:: TEXTABSCHNITT ::

Es ist eine an und für sich unproblematische Aufgabe, die Umstände sind eindeutig, es bedarf einer gewissen Meisterschaft im Verkomplizieren, daraus absurdes Theater werden zu lassen. Es gilt, die zahlreichen Gepäcksstücke einer Dame eine Treppe hinauf und in deren Wohnung zu bringen, darunter befindet sich eine Holzkiste. „Vorsicht Glas“ steht darauf geschrieben, was den zum Teil recht unbeholfenen Versuchen der beiden Dienstmänner, des richtigen (Hans Moser) und des falschen (Paul Hörbiger), die Sache anzupacken, eine unterschwellige Note des schwelenden Disasters gibt. Man würde glauben, die berühmten Zitate aus Hans Mosers Sketch „Der Dienstmann“ stammten aus dieser Szene: „Auf gebaut kommt’s net an“ und „Wie nehmen wir ihm denn?“ sind längst Sager der österreichischen Umgangssprache. Sie wurden nicht in den Film übernommen, wenngleich sich darin die legendäre, angeblich improvisierte Dialogpassage findet: „Geh sag, wo ist denn so ein schwerer Koffer besser zu tragen? Vorn oder hinten?“ – „Hinten natürlich, da ist er ja leichter.“ – „Dann nehmen wir ihn beide von hinten.“ 

Auch Stan Laurel und Oliver Hardy haben in vielen der herrlichen Situationen, in die es sie im Verlauf ihrer Filmhandlungen verschlägt, mit den Tücken des Objekts zu kämpfen: Sie scheitern an eigentlich lösbaren Aufgaben und retten sich in die Zerstörung physischen Inventars. In ihrem oscarprämierten Kurzfilm The Music Box befindet sich ein Piano in der großen Holzkiste, die sie in der Rolle von Lieferanten eine schier endlose Außentreppe hoch schleppen. Immer wieder sind sie fast am Ziel angelangt, da kommt ihnen Widriges wie ein Kindermädchen samt Wagen dazwischen oder ein Polizist als Bestrafungsorgan für aufmüpfiges Verhalten. Die Konsequenz ist stets die gleiche: Die Klavierkiste poltert die Treppe wieder hinunter, schleift dabei Ollie hinter sich her, überrollt ihn einmal sogar. Die Leiden des Sisyphos, hier im Gewand des kleinen Mannes.

:::

**AUFGABEN**
1. Was befindet sich laut dem Textabschnitt in der großen Holzkiste im Kurzfilm The Music Box?
2. Prüfe anhand des Textabschnitts, ob die folgenden Aussagen zutreffen, und belege jede Antwort mit dem entscheidenden Wortlaut: (a) Das Zitat „Auf gebaut kommt’s net an“ wurde in den Film übernommen. (b) Paul Hörbiger spielt den falschen Dienstmann. (c) In The Music Box schleppen Laurel und Hardy die Kiste eine Innentreppe hinauf.

:: ZEILENAUSZÜGE ::

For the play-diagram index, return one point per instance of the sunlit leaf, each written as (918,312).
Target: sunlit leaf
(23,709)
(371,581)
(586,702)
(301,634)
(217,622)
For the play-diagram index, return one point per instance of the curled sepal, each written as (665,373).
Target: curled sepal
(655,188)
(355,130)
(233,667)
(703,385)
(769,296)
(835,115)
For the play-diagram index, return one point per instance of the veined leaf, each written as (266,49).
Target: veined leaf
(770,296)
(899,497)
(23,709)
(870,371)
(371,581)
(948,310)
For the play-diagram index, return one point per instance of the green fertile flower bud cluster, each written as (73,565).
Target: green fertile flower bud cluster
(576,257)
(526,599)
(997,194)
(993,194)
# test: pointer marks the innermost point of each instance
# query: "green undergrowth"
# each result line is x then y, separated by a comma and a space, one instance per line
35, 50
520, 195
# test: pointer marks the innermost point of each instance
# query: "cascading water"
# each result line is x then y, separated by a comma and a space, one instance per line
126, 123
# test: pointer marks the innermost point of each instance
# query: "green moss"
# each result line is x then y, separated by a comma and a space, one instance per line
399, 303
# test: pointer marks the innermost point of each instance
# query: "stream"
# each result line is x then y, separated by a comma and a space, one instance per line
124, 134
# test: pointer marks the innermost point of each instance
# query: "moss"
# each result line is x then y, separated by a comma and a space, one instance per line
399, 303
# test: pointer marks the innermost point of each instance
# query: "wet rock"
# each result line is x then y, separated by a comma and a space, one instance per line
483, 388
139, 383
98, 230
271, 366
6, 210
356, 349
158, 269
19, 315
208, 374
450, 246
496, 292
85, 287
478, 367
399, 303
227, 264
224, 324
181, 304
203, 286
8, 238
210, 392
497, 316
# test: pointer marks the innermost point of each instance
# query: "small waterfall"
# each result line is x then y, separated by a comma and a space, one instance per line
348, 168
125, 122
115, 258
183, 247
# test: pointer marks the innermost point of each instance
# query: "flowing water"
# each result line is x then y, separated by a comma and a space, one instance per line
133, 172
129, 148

:::

**ANTWORTEN JE AUFGABE**
1. Ein Piano.

2.
(a) Nein: „Sie wurden nicht in den Film übernommen“
(b) Ja: „des falschen (Paul Hörbiger)“
(c) Nein: „eine schier endlose Außentreppe hoch schleppen“